→ What the task requires
Return only this: the line with "of the brown" and all the lines that follow it below, through the final one, exactly as they are.

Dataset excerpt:
────

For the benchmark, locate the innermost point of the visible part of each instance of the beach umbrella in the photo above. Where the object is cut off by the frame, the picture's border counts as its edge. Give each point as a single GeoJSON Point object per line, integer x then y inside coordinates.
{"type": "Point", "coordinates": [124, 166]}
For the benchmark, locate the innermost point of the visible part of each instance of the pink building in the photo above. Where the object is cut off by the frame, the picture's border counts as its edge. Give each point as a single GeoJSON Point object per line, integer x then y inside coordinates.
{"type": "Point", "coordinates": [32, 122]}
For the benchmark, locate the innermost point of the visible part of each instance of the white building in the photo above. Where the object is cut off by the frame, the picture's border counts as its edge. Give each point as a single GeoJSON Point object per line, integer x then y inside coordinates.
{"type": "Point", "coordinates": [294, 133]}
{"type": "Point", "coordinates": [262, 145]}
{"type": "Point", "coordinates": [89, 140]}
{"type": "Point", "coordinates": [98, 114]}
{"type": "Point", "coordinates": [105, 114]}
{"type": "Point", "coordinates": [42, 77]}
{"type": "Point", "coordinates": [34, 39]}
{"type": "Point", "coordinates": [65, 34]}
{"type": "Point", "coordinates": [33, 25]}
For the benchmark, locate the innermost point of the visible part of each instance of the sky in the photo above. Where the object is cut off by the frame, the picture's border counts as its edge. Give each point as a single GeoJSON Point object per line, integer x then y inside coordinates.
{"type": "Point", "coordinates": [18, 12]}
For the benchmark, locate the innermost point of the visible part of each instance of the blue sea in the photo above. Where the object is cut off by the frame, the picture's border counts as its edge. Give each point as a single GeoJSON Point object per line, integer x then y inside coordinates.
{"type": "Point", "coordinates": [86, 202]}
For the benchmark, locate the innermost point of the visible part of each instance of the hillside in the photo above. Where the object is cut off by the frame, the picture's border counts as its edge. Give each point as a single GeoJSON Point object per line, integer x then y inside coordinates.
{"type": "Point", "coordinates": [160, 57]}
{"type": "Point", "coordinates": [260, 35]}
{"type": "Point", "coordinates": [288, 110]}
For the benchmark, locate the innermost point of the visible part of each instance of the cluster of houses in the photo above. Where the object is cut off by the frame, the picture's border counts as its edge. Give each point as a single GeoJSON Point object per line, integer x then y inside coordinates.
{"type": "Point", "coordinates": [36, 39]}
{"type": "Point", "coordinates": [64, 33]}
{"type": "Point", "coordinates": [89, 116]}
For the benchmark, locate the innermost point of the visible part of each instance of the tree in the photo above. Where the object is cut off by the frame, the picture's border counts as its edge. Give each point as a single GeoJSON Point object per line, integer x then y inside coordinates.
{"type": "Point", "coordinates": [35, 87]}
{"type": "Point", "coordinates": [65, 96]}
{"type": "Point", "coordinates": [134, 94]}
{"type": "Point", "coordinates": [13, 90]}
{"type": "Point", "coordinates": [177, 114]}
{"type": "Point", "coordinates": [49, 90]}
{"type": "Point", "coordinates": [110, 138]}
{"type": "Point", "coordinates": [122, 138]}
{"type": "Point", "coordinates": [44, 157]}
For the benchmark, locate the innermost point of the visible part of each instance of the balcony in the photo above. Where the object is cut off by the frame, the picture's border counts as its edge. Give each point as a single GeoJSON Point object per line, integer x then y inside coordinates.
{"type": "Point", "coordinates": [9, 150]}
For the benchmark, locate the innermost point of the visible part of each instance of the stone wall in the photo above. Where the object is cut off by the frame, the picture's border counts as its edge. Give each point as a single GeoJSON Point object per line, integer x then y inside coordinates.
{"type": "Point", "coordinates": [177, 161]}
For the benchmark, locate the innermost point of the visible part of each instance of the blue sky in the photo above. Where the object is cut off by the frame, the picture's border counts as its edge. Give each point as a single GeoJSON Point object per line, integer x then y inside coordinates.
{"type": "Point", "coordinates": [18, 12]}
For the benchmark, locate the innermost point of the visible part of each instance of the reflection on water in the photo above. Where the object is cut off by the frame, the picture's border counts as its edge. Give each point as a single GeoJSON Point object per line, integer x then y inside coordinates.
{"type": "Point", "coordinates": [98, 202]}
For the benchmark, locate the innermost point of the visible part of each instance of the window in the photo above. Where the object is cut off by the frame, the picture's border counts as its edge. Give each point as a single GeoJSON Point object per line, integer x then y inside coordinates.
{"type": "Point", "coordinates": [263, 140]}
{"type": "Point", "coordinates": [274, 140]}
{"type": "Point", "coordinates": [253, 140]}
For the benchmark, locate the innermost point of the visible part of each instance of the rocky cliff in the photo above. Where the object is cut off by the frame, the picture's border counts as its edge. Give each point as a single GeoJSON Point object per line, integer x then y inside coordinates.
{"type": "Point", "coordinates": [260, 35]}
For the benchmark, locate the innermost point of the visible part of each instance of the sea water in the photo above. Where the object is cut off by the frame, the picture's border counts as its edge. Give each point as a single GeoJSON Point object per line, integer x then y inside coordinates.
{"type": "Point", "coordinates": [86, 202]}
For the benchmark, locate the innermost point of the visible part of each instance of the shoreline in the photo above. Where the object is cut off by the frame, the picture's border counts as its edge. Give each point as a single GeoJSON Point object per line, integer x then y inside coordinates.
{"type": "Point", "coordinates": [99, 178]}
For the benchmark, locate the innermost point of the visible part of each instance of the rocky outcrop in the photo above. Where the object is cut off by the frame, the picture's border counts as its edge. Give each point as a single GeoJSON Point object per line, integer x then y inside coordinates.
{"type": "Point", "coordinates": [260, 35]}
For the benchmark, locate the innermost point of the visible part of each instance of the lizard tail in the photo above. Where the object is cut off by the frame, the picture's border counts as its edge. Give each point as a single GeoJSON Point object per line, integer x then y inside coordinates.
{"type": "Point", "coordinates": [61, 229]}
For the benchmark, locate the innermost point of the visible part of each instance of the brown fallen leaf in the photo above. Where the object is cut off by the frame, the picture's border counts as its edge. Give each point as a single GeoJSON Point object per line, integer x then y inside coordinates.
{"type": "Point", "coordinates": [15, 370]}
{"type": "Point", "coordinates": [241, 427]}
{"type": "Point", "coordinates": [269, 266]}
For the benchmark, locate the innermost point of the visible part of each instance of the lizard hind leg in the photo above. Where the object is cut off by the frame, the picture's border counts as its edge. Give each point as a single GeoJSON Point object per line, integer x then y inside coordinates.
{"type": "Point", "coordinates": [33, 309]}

────

→ Solved problem
For the benchmark, locate the innermost point of the visible part of each instance of the brown fallen leaf in the photo above. Where the object is cut off by the frame, the picture's border counts as its edge. Give each point as a single GeoJSON Point object per line, integer x then y inside coordinates.
{"type": "Point", "coordinates": [15, 370]}
{"type": "Point", "coordinates": [241, 427]}
{"type": "Point", "coordinates": [269, 266]}
For the benchmark, locate the innermost point of the visible part of each instance of the lizard hind leg in the photo above. Where the object is cut off by the frame, the picture's border counts as its edge. Give each point as a single GeoJSON Point object per line, integer x then y inside coordinates.
{"type": "Point", "coordinates": [33, 309]}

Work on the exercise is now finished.